YOUR GOAL:
Whenever the word "laptop" appears in a line of the listing, copy that line.

RECORD EXTRACTS:
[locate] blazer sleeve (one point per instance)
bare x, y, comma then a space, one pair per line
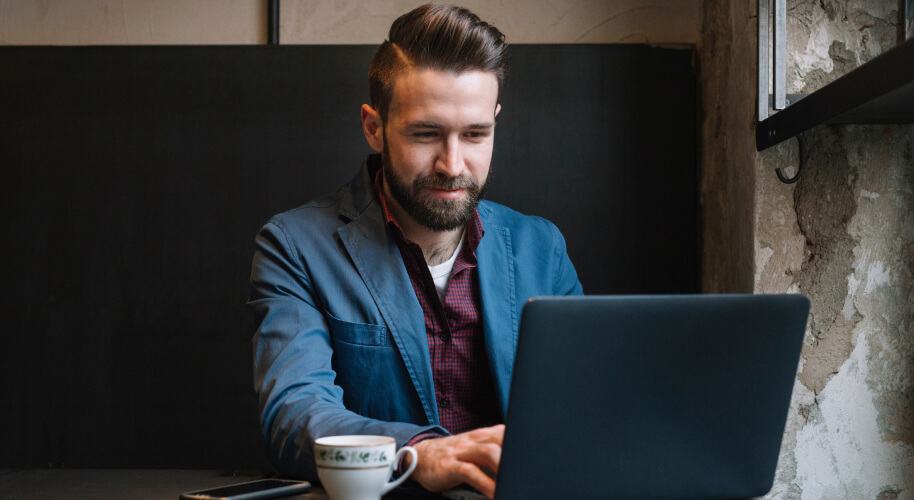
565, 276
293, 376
---
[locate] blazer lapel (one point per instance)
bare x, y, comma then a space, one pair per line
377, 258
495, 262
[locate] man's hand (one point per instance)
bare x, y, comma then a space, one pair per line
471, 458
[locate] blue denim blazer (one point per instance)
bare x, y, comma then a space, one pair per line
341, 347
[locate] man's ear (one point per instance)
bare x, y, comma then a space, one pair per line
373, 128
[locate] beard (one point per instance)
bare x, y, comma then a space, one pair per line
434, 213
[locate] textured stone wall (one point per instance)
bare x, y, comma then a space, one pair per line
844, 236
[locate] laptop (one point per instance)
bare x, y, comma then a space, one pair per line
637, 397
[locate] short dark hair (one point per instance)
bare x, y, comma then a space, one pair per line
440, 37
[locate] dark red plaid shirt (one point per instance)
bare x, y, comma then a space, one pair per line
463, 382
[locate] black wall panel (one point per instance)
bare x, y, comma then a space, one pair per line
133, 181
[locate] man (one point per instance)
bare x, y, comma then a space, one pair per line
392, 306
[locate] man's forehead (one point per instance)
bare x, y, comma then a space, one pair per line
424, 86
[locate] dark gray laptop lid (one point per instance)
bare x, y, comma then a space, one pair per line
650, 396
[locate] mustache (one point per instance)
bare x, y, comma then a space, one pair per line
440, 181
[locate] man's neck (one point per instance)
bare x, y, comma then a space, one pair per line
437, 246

RESPONSE:
[locate] laptop (one point per instance)
[locate] dark gray laptop lid (one point per instance)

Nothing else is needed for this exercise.